13 June 2012
The Attorney General has reported to Parliament that lobbying controls are an unjustified limitation on freedom of expression. ( The same Law Officer whose Government is promoting the Community Services and Orders Bill that will detain former offenders at the conclusion of court ordered sentences because of their potential to reoffend. ) Proposals in the Bill before the House to impose controls on lobbyists are a watered down emulation of measures which have long been established not only in the United States Congress but in almost every other American State legislature and in many city jurisdictions. Lobbying controls have a long history in Canada, are in vogue at Westminster and Canberra, and also in a growing number of democratic countries.

▸ **Record list**:
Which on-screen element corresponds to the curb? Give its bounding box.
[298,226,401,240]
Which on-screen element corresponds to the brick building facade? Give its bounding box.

* * *

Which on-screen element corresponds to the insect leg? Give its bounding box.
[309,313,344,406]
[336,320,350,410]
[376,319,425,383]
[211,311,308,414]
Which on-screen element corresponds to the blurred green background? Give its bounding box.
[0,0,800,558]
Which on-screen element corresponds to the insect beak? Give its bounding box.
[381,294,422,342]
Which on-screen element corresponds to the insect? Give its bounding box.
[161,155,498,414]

▸ **Problem description**:
In the passage on lobbying controls, which country is said to have a long history of such controls?

▸ **Exercise solution**:
Canada